GOAL OF THE EXERCISE
Continue the hunting forum thread about DNR rules and baiting fines from where it stops.

EXTRACT PROVIDED
===============
DNR does not make laws. 


T


----------



## whitetail hunter (Dec 27, 2010)

i would like for the doe limit to be dropped and i would like to have it to wear u could kill bobcats with a high powerd rifle cause im gonna shoot one if i see it rather its with a flip or a 3006 rifle im gonna shoot bobcats and yotes and foxs no matter what


----------



## Georgia Hard Hunter (Dec 27, 2010)

I'd like to see a muzzleloader season thru January. I hunt Fulton Co. and have the January Bow season. the deer get real active the last 2 weeks of January.


----------



## dertiedawg (Dec 27, 2010)

throwback said:


> and we would see a drastic drop in the hunter numbers. The legal ones anyway.
> 
> 
> Here's an idea, whatever a country that caused 2 world wars and millions of people to be killed does, lets do the opposite.
> ...



...x 2


----------



## Jighead (Dec 27, 2010)

Throwback said:


> DNR does not make laws.
> 
> 
> T



You are right, my bad, but do they not propose changes to be made into law. Please correct me if I am wrong since I know so little.


----------



## deadend (Dec 27, 2010)

Throwback said:


> and we would see a drastic drop in the hunter numbers. the legal ones anyway.
> 
> 
> Here's an idea, whatever a country that caused 2 world wars and millions of people to be killed does, lets do the opposite.
> ...



Methinks a man looking for that much govt. involvement should go to where he can find it!


----------



## kirt (Dec 28, 2010)

Keep wishing about legalizing baiting....  If they did that without charging a permit for baiting, the DNR would go broke....  I would like to get a closer look at their books and see what percentage revenue comes from baiting fines, seriously.


----------



## Throwback (Dec 28, 2010)

kirt said:


> Keep wishing about legalizing baiting....  If they did that without charging a permit for baiting, the DNR would go broke....  I would like to get a closer look at their books and see what percentage revenue comes from baiting fines, seriously.



DNR does not get a single cent from citiations that are written. All of that money goes to the county in which the citation was written by state law. 


T


----------



## kirt (Dec 28, 2010)

OK, to clarify, the probate court would go broke then, my point was the taxpayer would end up footing the bill for someones salary in the longrun if it were not for baiting citations.  Or there would be budget cuts therefore job cuts or just maybe the dnr would have to concentrate at issuing other citations over things that matter such as poaching instead of the easy baiting go to.  Just look at florida officers.  By the way do you know this for a fact that the dnr does not get a cent or percent of the money recieved directly, I highly doubt you are correct on this, I have no first hand experience with DNR funds but I do have some experience with local government at the county level.  In one way or another, their citations benefit their positions as that revenue may not directly benefit this agency but definitely benefits it indirectly through state budget allocations.  I would assume this is how it goes, you get a citation, you pay the probate court at the county level, they keep a percentage of the funds and send the remainder to the state or keep it as a credit towards their allocated budget.  The state may or may not hand back a percentage to the DNR, however the state funds the DNR so indirectly they receive benefit from citations.  I stand corrected if I am wrong but in one way or another they are definitely affected directly or indirectly from citations issued.
===============
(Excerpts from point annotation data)
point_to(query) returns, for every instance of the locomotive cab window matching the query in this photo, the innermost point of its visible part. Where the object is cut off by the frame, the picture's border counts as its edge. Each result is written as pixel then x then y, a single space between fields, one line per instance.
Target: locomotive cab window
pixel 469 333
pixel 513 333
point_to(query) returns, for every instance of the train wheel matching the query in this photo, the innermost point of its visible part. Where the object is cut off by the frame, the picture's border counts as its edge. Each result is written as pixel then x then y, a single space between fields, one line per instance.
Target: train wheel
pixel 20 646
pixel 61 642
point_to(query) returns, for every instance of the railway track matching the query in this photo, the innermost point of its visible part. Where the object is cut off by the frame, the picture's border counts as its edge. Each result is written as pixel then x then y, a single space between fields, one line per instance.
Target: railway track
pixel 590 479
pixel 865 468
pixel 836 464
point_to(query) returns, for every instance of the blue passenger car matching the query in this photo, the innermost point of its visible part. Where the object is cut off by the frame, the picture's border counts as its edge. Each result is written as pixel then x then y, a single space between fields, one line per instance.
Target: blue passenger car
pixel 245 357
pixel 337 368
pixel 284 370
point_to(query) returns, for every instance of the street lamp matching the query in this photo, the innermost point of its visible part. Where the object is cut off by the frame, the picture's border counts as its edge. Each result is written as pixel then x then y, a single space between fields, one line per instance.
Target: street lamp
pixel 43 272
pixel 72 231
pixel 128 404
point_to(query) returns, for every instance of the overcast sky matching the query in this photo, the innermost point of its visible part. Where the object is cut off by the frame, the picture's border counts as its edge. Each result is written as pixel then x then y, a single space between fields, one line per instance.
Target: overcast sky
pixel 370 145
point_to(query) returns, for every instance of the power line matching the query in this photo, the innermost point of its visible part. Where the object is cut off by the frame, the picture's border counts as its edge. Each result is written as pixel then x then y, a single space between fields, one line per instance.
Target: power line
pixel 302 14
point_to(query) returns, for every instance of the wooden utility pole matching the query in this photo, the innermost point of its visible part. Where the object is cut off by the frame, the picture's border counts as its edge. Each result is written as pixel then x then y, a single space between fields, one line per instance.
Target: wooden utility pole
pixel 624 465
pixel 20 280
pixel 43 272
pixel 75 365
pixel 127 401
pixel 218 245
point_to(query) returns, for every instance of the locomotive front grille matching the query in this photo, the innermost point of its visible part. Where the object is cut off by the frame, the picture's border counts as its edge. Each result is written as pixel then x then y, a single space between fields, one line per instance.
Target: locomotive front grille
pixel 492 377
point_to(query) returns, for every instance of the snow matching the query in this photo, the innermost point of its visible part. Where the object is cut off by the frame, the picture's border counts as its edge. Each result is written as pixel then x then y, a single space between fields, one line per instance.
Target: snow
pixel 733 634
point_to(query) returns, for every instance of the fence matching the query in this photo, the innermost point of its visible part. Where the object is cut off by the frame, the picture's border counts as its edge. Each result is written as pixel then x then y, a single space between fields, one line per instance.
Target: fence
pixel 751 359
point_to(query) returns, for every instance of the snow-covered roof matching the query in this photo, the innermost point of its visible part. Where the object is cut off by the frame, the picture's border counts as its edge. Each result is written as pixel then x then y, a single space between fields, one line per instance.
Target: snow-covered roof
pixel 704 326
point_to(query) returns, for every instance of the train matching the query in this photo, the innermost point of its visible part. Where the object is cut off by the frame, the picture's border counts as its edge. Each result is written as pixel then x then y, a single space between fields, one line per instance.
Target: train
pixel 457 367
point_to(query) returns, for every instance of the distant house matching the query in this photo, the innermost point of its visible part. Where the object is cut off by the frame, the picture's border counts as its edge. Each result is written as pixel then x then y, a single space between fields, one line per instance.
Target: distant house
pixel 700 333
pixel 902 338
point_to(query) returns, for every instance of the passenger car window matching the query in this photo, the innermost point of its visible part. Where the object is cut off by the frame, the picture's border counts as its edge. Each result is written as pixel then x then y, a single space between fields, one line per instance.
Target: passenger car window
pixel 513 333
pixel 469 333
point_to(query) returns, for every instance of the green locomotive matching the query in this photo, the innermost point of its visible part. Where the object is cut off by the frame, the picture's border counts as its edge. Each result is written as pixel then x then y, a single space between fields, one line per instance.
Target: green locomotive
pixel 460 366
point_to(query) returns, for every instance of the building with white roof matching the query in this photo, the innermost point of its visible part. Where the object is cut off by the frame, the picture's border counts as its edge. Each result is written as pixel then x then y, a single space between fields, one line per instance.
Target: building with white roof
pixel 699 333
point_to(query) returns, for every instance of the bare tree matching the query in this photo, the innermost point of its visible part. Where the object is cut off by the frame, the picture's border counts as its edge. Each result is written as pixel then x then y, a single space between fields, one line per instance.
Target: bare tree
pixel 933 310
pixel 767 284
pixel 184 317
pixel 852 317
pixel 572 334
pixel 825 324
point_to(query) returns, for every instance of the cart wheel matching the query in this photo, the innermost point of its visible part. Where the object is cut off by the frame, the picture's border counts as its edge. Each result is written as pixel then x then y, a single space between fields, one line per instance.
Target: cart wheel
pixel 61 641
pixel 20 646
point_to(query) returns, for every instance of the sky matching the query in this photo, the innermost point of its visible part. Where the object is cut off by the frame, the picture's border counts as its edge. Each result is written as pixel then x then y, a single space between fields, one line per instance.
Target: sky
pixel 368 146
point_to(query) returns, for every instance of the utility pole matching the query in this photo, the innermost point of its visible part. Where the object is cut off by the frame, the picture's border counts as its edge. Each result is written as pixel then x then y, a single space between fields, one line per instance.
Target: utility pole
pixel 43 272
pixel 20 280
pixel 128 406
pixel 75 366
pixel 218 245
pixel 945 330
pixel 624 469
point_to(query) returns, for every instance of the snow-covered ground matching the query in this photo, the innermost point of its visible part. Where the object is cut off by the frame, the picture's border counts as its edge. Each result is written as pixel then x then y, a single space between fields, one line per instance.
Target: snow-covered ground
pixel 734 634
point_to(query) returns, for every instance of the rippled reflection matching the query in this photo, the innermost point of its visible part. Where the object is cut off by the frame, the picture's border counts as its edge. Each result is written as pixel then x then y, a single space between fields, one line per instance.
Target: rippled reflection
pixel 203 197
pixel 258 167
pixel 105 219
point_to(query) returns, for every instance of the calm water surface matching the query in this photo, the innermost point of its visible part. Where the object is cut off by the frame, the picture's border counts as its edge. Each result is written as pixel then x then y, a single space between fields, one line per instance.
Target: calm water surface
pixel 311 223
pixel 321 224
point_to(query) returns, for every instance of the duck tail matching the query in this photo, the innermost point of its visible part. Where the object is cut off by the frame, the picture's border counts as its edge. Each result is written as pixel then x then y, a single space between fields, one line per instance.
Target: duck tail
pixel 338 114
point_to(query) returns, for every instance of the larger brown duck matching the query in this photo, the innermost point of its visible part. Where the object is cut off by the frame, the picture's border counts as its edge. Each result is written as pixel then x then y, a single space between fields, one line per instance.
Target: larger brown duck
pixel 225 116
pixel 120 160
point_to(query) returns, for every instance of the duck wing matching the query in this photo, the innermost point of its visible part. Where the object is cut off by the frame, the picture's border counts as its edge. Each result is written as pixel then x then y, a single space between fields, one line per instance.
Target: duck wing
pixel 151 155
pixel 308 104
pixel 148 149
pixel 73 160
===============
OUTPUT FOR THIS TASK
----------



## Throwback (Dec 28, 2010)

kirt said:


> OK, to clarify, the probate court would go broke then, my point was the taxpayer would end up footing the bill for someones salary in the longrun if it were not for baiting citations.  Or there would be budget cuts therefore job cuts or just maybe the dnr would have to concentrate at issuing other citations over things that matter such as poaching instead of the easy baiting go to.  Just look at florida officers.  By the way do you know this for a fact that the dnr does not get a cent or percent of the money recieved directly, I highly doubt you are correct on this, I have no first hand experience with DNR funds but I do have some experience with local government at the county level.  In one way or another, their citations benefit their positions as that revenue may not directly benefit this agency but definitely benefits it indirectly through state budget allocations.  I would assume this is how it goes, you get a citation, you pay the probate court at the county level, they keep a percentage of the funds and send the remainder to the state or keep it as a credit towards their allocated budget.  The state may or may not hand back a percentage to the DNR, however the state funds the DNR so indirectly they receive benefit from citations.  I stand corrected if I am wrong but in one way or another they are definitely affected directly or indirectly from citations issued.




27-1-14.  Disposition of fines and forfeitures 


   The proceeds from all fines and forfeitures arising from criminal prosecution for violation of the wildlife laws, rules, and regulations shall, except as otherwise specifically provided in this title, be applied initially to payment of the fees of the officers of the trial court and court costs as prescribed by law. Any money remaining after such disposition shall be remitted promptly by the clerk of the court in which the case is disposed of to the county treasurer of the county in which the fine is assessed, who shall deposit the funds in the general funds of the county.


----------



## kirt (Dec 28, 2010)

"who shall deposit the funds in the general funds of the county."
Exactly, indirect funding.  The more revenue a county brings in, the less grants/budgetary allocations it needs from the state.  Hence the more it frees up at the state level for expenditures for things such as lets see...DNR officers or office supplies or something else useful.  The money benefits the DNR indirectly in one way or another like I stated.  A little common sense goes farther than a quote from a code section.


----------



## Throwback (Dec 28, 2010)

kirt said:


> "who shall deposit the funds in the general funds of the county."
> Exactly, indirect funding.  The more revenue a county brings in, the less grants/budgetary allocations it needs from the state.  Hence the more it frees up at the state level for expenditures for things such as lets see...DNR officers or office supplies or something else useful.  The money benefits the DNR indirectly in one way or another like I stated.  A little common sense goes farther than a quote from a code section.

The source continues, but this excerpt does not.